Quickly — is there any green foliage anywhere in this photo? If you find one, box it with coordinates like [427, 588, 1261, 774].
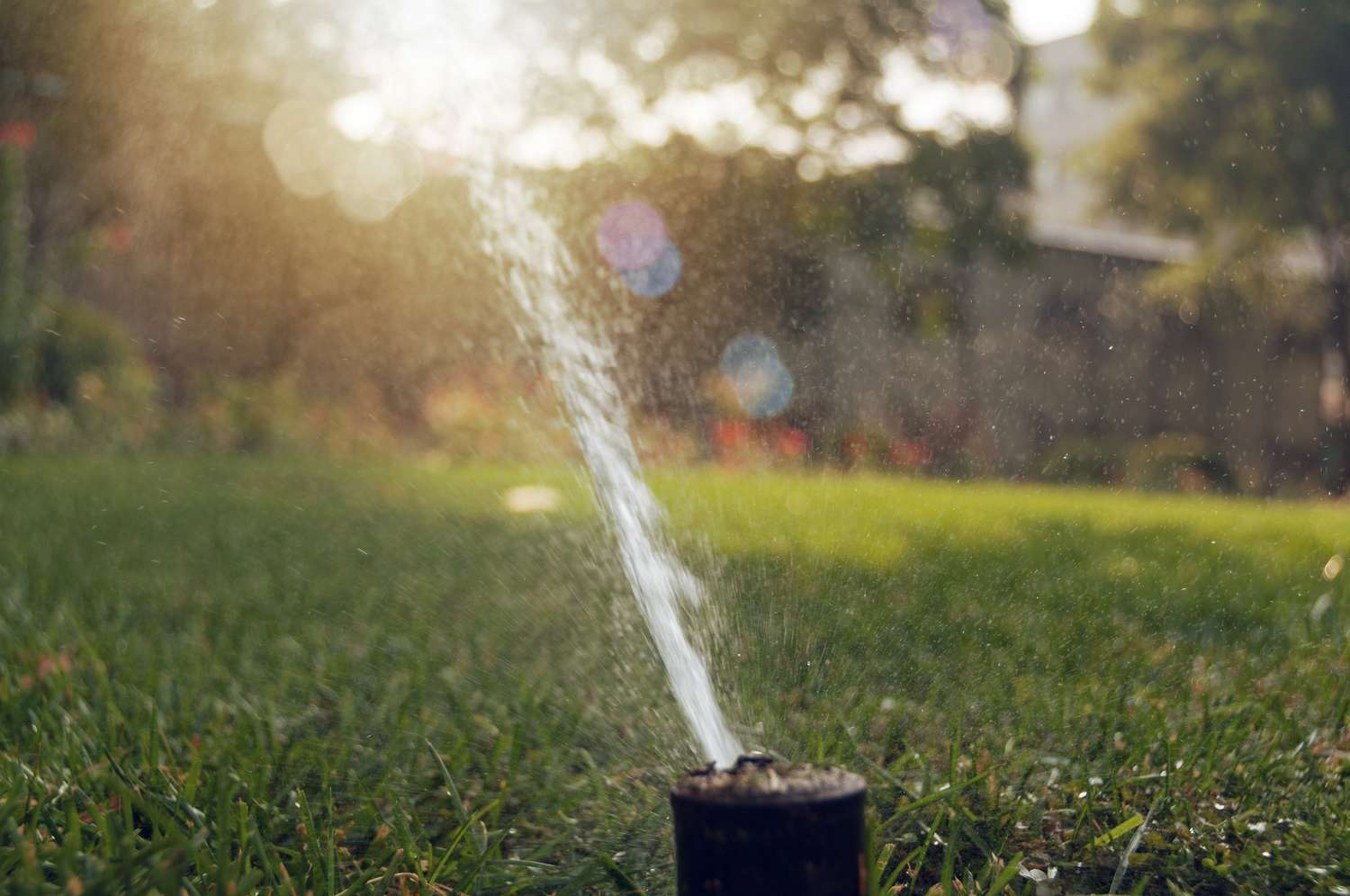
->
[34, 301, 140, 405]
[1096, 0, 1350, 290]
[1125, 436, 1238, 493]
[0, 458, 1350, 893]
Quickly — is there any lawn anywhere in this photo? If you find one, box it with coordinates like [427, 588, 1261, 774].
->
[0, 458, 1350, 893]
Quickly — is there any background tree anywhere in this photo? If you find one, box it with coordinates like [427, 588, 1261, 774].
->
[1095, 0, 1350, 494]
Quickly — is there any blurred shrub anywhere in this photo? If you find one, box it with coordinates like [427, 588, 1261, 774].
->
[159, 377, 310, 452]
[0, 301, 162, 452]
[1041, 439, 1125, 486]
[1125, 435, 1238, 493]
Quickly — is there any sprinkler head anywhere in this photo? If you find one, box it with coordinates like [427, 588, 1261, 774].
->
[671, 753, 867, 896]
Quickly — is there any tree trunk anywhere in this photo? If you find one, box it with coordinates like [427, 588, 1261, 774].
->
[1319, 237, 1350, 496]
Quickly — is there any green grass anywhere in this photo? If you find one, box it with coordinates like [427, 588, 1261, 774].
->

● **The task**:
Output every line of the data above as a JSON list of strings, one string per line, skipping blank lines. Leave the pictures out.

● **The response**:
[
  "Quickly — is there any green foliage anywhere in this photo? If you find one, box it with coordinates like [427, 588, 1261, 774].",
  "->",
  "[34, 301, 140, 405]",
  "[1096, 0, 1350, 290]",
  "[1125, 436, 1238, 493]",
  "[0, 458, 1350, 893]",
  "Quickly — is there any lawn anywhere in this photo? If you find one, box it with coordinates like [427, 588, 1261, 774].",
  "->",
  "[0, 458, 1350, 893]",
  "Quickly — is there any background tree anywhere in this photo? If you find one, box it with coordinates like [427, 588, 1261, 774].",
  "->",
  "[1095, 0, 1350, 494]",
  "Quickly — is there any blurred shrub anywhere in this photo? If you find one, box it with coordinates like [427, 588, 1261, 774].",
  "->",
  "[159, 377, 310, 452]",
  "[0, 301, 162, 452]",
  "[1041, 439, 1125, 486]",
  "[1125, 435, 1238, 493]",
  "Quickly — is there any sprinkler head anywhere in this photo? If you find one, box it with coordinates like [427, 588, 1261, 774].",
  "->",
  "[671, 753, 867, 896]",
  "Quickly — is there any tree trunk anywhere in this photo? If you find one, box it with coordinates like [427, 588, 1261, 774].",
  "->",
  "[1319, 237, 1350, 496]",
  "Quickly — is there any green grass anywhere in this photo? If you find one, box it with coordinates like [427, 588, 1261, 774].",
  "->"
]